WHAT YOU ARE ASKED TO DO:
Among the entries that follow, some lines contain the word "window". Show all of them.

********

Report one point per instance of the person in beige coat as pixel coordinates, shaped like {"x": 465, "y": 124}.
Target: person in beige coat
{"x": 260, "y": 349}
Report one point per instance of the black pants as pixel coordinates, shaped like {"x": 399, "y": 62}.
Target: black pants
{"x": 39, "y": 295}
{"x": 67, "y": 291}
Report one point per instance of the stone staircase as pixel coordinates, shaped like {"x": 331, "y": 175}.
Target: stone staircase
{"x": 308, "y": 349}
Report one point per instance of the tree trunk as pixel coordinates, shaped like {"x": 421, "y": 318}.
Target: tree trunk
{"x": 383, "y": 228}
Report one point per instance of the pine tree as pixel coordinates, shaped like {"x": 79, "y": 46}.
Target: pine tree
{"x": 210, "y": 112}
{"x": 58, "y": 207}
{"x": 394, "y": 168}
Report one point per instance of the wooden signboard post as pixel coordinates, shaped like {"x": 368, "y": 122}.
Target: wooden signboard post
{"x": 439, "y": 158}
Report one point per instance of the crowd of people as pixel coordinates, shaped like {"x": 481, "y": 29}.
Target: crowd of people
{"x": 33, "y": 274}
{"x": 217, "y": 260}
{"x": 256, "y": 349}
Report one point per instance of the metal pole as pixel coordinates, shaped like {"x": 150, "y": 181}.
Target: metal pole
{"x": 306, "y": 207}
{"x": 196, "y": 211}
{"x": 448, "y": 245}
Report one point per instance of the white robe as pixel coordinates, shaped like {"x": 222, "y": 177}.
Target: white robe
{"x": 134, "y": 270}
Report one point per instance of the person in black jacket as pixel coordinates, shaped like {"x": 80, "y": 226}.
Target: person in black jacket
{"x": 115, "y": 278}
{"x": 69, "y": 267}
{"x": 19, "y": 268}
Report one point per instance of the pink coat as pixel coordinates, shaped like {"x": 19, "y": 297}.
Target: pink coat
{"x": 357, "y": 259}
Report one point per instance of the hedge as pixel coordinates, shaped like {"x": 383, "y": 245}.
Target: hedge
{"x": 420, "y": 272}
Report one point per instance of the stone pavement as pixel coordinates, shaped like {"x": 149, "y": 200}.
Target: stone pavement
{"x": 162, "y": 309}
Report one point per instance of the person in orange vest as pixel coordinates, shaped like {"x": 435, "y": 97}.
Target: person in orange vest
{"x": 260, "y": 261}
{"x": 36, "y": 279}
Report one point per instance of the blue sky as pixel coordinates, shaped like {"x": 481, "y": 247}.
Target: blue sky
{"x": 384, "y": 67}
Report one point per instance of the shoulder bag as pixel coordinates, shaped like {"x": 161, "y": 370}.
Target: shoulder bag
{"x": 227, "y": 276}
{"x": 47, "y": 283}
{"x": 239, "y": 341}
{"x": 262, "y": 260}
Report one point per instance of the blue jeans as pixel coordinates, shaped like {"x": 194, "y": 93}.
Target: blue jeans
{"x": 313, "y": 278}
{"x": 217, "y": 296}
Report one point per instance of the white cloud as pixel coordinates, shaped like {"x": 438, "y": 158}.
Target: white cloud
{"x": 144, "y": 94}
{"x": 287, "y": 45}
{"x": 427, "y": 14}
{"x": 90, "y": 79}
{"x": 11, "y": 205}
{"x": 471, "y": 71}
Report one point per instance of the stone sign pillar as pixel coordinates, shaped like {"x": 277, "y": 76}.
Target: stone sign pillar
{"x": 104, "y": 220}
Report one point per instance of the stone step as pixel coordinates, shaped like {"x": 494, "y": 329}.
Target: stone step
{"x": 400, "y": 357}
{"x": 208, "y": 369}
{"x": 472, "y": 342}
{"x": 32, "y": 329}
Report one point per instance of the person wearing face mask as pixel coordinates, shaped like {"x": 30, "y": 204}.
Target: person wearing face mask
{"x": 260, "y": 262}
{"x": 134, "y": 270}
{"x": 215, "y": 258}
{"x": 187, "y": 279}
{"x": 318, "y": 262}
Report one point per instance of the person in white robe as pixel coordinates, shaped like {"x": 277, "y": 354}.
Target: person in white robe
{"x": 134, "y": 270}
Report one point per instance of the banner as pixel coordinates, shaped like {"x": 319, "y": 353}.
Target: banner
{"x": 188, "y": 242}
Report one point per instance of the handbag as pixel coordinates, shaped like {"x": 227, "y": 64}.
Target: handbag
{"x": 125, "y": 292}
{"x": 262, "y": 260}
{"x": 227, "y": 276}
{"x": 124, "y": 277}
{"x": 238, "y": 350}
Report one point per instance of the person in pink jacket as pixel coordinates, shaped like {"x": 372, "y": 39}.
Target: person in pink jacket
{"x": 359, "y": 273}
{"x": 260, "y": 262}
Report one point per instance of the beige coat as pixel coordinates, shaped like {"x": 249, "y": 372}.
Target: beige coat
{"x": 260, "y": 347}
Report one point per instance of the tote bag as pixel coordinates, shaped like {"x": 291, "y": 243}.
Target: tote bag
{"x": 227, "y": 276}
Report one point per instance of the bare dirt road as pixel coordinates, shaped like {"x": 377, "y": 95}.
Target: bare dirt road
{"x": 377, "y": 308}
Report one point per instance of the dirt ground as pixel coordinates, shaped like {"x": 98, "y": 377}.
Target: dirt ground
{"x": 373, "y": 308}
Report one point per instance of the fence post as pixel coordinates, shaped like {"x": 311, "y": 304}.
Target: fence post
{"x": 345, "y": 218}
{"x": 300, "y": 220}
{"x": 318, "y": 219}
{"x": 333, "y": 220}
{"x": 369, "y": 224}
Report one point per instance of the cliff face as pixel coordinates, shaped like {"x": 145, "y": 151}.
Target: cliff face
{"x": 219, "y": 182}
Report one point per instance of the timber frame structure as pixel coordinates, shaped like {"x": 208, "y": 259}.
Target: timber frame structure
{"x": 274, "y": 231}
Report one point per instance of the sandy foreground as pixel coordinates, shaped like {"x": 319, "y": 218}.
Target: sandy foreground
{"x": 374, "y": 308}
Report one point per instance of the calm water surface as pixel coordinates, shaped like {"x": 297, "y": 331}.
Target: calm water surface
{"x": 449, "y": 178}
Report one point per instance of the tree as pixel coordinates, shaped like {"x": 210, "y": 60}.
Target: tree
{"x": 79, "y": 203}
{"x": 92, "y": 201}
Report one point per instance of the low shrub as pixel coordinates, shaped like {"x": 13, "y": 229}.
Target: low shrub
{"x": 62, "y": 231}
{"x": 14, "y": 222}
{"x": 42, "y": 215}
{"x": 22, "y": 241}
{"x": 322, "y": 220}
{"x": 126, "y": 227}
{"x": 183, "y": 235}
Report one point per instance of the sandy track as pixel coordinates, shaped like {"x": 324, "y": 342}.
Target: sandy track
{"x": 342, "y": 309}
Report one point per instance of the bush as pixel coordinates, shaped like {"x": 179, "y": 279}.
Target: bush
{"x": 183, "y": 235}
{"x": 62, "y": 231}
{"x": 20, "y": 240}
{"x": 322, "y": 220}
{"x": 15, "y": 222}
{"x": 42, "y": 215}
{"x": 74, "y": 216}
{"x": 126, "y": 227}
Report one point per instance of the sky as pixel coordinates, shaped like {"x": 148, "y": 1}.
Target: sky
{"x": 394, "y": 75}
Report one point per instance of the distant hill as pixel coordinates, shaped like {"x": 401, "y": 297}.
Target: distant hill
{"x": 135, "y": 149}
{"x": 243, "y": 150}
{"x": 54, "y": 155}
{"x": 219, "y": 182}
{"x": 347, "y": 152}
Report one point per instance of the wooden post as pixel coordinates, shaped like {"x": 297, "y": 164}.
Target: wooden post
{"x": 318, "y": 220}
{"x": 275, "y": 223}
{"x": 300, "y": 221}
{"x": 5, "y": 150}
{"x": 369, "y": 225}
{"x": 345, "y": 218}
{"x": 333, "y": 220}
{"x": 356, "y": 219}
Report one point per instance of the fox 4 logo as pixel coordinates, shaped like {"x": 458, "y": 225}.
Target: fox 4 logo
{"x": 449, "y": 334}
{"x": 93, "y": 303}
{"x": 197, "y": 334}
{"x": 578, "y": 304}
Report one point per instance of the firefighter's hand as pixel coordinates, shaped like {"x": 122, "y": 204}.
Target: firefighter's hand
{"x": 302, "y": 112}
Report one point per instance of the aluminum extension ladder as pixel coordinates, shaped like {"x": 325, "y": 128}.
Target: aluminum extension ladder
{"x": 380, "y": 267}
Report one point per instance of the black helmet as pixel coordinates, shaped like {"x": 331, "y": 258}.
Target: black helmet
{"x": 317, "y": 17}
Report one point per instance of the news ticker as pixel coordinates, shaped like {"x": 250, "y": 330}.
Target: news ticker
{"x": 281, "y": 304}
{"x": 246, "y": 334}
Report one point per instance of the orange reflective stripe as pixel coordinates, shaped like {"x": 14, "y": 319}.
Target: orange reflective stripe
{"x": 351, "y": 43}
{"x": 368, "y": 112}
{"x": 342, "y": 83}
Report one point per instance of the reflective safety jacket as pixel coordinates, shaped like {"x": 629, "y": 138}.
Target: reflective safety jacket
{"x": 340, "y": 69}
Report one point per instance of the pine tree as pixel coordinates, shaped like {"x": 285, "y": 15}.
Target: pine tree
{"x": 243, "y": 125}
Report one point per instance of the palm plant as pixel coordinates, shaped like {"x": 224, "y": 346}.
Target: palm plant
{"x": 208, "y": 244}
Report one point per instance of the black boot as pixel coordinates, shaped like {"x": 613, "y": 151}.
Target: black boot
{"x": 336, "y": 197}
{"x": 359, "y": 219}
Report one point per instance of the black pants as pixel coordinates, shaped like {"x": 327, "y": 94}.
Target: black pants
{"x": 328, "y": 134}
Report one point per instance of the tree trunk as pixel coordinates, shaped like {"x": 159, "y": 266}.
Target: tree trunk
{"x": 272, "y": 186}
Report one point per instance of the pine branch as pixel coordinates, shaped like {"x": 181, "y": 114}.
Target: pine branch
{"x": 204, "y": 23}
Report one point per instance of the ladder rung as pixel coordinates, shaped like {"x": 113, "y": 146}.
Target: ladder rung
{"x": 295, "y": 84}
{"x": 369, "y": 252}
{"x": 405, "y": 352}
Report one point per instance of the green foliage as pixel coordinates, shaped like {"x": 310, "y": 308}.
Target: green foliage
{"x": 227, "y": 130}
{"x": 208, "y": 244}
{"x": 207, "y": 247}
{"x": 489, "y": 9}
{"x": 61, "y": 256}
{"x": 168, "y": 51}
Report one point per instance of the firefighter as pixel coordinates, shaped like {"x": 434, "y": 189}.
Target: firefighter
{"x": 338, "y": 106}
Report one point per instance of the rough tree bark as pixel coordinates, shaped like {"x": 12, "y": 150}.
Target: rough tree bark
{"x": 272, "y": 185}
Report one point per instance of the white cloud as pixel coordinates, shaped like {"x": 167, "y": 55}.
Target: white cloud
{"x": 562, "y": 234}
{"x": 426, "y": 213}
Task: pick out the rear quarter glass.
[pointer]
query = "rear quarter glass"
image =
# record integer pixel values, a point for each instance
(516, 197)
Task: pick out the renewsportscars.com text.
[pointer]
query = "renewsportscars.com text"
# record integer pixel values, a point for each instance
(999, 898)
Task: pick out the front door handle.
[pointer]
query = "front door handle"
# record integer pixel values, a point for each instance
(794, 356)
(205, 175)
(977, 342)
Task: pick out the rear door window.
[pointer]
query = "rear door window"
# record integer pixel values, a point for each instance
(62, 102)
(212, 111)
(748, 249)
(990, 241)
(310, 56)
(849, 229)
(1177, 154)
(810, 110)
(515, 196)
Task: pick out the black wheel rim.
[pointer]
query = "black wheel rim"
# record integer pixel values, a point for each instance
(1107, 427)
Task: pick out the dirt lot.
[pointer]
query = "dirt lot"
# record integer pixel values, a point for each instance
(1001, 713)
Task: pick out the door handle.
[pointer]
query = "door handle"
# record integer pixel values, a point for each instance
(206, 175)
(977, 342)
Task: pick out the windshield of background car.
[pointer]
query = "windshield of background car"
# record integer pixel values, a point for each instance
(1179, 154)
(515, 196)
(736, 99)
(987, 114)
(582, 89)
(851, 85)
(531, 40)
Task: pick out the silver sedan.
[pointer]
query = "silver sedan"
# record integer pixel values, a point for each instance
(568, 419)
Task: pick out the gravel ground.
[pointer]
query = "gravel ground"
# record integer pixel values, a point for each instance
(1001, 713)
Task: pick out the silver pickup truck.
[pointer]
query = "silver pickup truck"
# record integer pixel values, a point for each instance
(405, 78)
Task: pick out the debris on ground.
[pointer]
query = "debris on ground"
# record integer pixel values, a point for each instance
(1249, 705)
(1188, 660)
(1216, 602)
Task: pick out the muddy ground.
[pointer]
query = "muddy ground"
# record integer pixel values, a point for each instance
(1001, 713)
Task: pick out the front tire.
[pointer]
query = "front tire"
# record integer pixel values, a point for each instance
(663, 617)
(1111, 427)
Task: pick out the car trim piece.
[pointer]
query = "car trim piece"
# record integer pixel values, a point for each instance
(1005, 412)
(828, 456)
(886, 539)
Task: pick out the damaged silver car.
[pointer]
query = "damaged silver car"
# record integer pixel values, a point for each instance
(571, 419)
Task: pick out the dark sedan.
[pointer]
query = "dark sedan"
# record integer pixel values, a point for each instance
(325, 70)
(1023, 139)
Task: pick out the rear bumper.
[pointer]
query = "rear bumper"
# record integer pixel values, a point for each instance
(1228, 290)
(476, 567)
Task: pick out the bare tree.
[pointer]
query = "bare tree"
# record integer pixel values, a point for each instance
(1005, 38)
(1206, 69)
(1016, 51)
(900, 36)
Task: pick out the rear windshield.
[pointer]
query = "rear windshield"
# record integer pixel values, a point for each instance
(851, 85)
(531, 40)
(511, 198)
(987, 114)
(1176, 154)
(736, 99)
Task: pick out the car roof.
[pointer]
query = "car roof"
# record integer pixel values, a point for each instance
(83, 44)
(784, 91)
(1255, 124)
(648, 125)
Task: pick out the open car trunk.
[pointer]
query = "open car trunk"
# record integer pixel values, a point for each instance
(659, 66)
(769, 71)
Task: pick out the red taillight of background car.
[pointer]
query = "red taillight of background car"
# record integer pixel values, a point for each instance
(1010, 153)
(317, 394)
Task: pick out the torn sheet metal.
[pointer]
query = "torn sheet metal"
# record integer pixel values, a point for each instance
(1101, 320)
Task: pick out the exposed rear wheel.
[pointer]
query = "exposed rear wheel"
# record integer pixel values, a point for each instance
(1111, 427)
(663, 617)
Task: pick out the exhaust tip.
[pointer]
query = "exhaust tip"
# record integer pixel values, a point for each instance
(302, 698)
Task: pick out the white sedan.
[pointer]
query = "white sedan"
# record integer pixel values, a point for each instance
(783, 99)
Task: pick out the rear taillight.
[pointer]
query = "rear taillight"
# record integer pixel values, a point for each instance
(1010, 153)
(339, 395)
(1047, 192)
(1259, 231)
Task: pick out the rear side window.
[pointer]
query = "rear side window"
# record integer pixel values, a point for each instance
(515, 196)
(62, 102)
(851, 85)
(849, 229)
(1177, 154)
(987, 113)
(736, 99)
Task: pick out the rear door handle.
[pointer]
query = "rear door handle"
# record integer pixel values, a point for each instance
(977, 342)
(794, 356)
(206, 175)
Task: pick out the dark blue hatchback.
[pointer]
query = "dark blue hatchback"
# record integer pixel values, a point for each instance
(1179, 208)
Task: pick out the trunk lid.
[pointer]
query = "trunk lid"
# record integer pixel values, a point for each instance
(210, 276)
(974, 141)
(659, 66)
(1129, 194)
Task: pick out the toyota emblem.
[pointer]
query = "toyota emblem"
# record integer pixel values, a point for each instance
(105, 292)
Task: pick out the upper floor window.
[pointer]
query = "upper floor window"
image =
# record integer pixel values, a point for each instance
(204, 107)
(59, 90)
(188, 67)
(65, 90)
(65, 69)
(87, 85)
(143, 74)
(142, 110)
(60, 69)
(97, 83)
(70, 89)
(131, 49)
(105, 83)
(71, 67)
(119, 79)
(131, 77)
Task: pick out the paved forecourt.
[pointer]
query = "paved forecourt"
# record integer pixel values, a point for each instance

********

FINISHED EXERCISE:
Task: pick out the rear door window.
query = "rear door window"
Task: pick out the rear side window.
query = "rear side window"
Task: pick out the upper floor window.
query = "upper floor window"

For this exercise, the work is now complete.